> _WHAT NEEDS TO BE DONE_
The answer is the full listing restated exactly, without any pictures.

> _RECORDS PROVIDED_

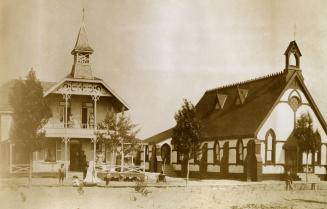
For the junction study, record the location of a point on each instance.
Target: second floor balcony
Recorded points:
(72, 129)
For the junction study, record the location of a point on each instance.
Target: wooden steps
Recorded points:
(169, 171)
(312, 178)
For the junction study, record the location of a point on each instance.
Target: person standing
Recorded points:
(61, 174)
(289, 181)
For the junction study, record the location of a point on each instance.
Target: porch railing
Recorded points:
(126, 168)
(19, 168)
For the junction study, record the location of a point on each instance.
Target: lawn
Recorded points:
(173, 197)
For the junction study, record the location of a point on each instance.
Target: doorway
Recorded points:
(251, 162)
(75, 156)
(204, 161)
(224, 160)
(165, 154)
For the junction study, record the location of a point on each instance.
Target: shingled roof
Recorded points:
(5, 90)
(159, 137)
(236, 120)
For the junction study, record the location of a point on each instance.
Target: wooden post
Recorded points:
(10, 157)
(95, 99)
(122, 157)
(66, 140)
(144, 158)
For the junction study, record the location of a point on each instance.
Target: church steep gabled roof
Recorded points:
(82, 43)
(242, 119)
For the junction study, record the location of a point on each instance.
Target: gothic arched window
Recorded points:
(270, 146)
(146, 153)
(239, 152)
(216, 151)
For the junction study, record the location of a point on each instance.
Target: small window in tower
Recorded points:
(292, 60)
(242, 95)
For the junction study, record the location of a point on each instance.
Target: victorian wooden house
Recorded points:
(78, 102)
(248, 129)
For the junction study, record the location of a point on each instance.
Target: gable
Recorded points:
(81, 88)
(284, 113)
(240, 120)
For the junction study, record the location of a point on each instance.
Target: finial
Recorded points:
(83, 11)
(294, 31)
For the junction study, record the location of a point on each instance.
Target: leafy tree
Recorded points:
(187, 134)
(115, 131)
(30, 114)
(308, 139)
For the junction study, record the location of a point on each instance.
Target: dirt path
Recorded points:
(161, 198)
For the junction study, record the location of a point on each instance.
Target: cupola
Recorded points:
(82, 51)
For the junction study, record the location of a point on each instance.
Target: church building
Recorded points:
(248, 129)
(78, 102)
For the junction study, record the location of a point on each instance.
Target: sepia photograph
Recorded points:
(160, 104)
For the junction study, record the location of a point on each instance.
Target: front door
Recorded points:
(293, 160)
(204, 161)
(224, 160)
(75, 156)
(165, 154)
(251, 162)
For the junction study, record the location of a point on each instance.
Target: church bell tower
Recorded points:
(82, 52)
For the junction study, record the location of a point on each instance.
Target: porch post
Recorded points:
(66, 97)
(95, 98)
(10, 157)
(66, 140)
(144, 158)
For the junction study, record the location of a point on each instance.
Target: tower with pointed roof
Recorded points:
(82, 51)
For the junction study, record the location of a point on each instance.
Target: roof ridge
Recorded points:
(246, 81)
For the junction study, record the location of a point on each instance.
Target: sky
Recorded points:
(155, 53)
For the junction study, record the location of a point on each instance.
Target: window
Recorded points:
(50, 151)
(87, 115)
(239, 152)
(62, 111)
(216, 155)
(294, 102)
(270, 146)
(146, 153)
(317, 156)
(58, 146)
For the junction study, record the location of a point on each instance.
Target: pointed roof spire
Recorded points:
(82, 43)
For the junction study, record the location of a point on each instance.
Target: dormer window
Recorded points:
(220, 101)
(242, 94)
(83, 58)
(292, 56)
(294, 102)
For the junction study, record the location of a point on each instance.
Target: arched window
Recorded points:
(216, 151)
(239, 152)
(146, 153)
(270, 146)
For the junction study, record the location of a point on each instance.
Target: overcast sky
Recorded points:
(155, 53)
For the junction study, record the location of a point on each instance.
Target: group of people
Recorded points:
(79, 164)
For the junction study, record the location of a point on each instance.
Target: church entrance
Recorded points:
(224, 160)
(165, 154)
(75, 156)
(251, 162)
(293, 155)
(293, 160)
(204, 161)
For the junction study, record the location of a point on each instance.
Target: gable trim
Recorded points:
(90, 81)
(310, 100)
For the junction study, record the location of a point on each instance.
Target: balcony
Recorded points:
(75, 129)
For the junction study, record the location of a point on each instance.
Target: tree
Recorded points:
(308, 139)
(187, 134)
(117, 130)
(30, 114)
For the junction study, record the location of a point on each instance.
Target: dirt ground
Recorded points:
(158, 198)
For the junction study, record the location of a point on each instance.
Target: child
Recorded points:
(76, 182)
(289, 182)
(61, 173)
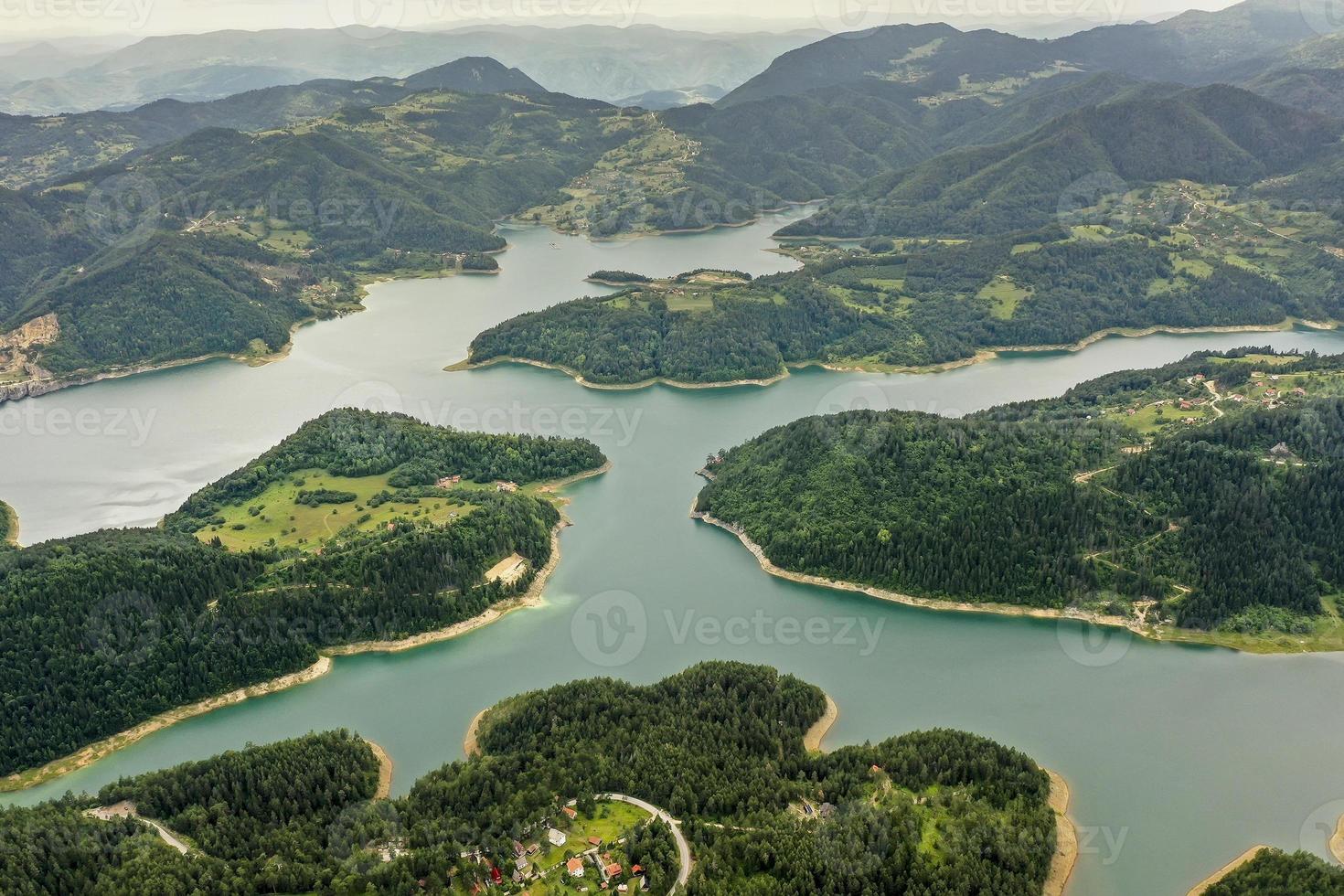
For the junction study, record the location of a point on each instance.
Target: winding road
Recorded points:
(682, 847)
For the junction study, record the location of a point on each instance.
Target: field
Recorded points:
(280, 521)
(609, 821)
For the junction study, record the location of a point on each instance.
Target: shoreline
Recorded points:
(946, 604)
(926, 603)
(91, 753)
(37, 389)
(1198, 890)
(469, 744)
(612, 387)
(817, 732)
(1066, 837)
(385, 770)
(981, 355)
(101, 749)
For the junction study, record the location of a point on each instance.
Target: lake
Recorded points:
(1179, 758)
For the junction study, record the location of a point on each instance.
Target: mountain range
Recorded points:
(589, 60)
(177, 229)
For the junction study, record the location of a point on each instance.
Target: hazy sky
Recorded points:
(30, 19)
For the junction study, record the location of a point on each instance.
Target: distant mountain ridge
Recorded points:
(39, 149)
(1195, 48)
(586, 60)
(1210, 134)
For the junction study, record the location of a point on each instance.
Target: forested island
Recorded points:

> _ANSWER_
For the junction study, record the location of a point on each instance.
Target: second floor balcony
Recorded points:
(72, 129)
For the junction study, record the location of a point on each instance.
Target: wooden steps
Recorded points:
(169, 171)
(312, 178)
For the junction study, record the location of a point on each instance.
Target: person standing
Recorded points:
(61, 174)
(289, 181)
For the junction study, record the location of a point on each instance.
Target: porch railing
Recorded points:
(126, 168)
(19, 168)
For the junction study, record the location of a point on each instance.
Target: lawn
Recorded points:
(173, 197)
For the junction study, record the location of a point on each instance.
Target: doorway
Recorded points:
(251, 162)
(75, 156)
(204, 161)
(224, 160)
(165, 154)
For the junction study, record the location of a point on each instance.
Target: shingled roof
Recorded points:
(5, 90)
(159, 137)
(236, 120)
For the junction study, record the location of a point on each instance.
Target: wooden post
Recorded points:
(10, 157)
(95, 99)
(122, 157)
(66, 140)
(144, 158)
For the junction study, record the location of a point on each instance.
Target: church steep gabled roof
Recorded points:
(82, 43)
(242, 119)
For the junction study, record the location of a point on each instance.
Target: gothic arched window
Recorded points:
(270, 146)
(146, 153)
(239, 152)
(216, 151)
For the junction study, record the location of a point on each instance.
Target: small window in tower
Recorded points:
(292, 60)
(242, 95)
For the junction study, record the location of a point on each instance.
Target: victorian wooden house
Recorded points:
(78, 102)
(248, 129)
For the junction study, record the location of a point on each instance.
Target: gable
Recorded points:
(81, 88)
(284, 113)
(240, 120)
For the junction study, record the location of a point on each instance.
Target: finial
Recorded points:
(83, 11)
(294, 31)
For the junction study, record the location of a point on each instance.
Target: leafy tree
Recorded points:
(187, 134)
(115, 131)
(30, 114)
(308, 139)
For the junction study, record the location of a point on each instance.
Target: dirt path
Recorded points:
(161, 198)
For the junction study, record the location of a point on each instance.
Target: cupola
Recorded points:
(82, 51)
For the junction study, record the location of a point on each instance.
Target: church building
Recorded points:
(248, 129)
(78, 102)
For the junction study, record the location of a point on each instance.
Target: sepia photograph
Recorded points:
(160, 104)
For the junction study, record the location of a point on each instance.
Target: front door
Recorded points:
(293, 160)
(204, 161)
(224, 160)
(75, 156)
(165, 154)
(251, 162)
For the junction study, record the location of a point on each instance.
Target: church bell tower
Recorded points:
(82, 52)
For the junction study, record the location of a point on each instance.
Target: porch post
Recorded points:
(66, 97)
(95, 98)
(10, 157)
(66, 140)
(144, 158)
For the junction study, record the location of a point on each instance.
Target: tower with pointed roof
Recorded points:
(82, 51)
For the junction study, record the location of a point on each instance.
Target: roof ridge
Recorded points:
(246, 81)
For the junction study, record the location of a point on each instance.
Target: sky
Recorded points:
(155, 53)
For the junction study, record the location of a point on each instance.
Target: window
Recorded points:
(50, 151)
(87, 115)
(239, 152)
(62, 111)
(216, 155)
(294, 102)
(270, 146)
(146, 153)
(317, 156)
(58, 146)
For the junction study, record the location of a point on each instance.
Target: pointed roof spire
Recorded points:
(82, 43)
For the junction study, record the location of a point on each instance.
Target: dormer window
Recorded points:
(220, 101)
(242, 94)
(83, 58)
(292, 56)
(294, 102)
For the junction study, record the location of a point on each instance.
Target: arched window
Recorded points:
(216, 151)
(239, 152)
(146, 153)
(270, 146)
For the junction study, record the location of a point on each instance.
Target: overcast sky
Recorded points:
(155, 53)
For the junction study, record the location of a point on each instance.
Target: group of people
Recorded points:
(79, 164)
For the junction study, record the location of a point on each instance.
Target: church entrance
Recorded points:
(224, 160)
(165, 154)
(75, 156)
(251, 162)
(293, 155)
(293, 160)
(204, 161)
For the junction study, record the location of a point on each instance.
Target: gable trim
Recorded points:
(90, 81)
(310, 100)
For the junction study, record the location of a point on each instance.
Target: balcony
Recorded points:
(75, 129)
For the junction study, record the location of a point on each instance.
Target: tree
Recorded points:
(308, 139)
(187, 134)
(117, 130)
(30, 114)
For the junction study, record the location of a point on each instance.
Target: dirt ground
Recorded points:
(158, 198)
For the junction study, record the location of a point on each instance.
Target: child
Recorded points:
(76, 182)
(289, 182)
(61, 173)
For the junction study, record the location of a point on each instance.
Target: winding road
Recorded points:
(682, 847)
For the junction study, record the location of a point on each instance.
Target: field
Recorded points:
(280, 521)
(609, 821)
For the junction study, record the location of a point on each instance.
Target: shoreline
Recorded points:
(946, 604)
(926, 603)
(91, 753)
(37, 389)
(1198, 890)
(469, 744)
(612, 387)
(817, 732)
(1066, 837)
(385, 770)
(981, 355)
(101, 749)
For the junction study, record the location of a point on each instance.
Target: lake
Recorded points:
(1179, 758)
For the junction study, record the location of a point on each instance.
Target: mountain range
Recorded points:
(589, 60)
(177, 229)
For the junction study, record the location of a point on each instance.
Target: hazy sky
Recorded points:
(30, 19)
For the junction study, record the location of a point on each instance.
Target: distant mountain ridge
Recorded points:
(39, 149)
(1195, 48)
(586, 60)
(1210, 134)
For the junction study, record the location of a point on each instance.
Target: forested island
Recorded points:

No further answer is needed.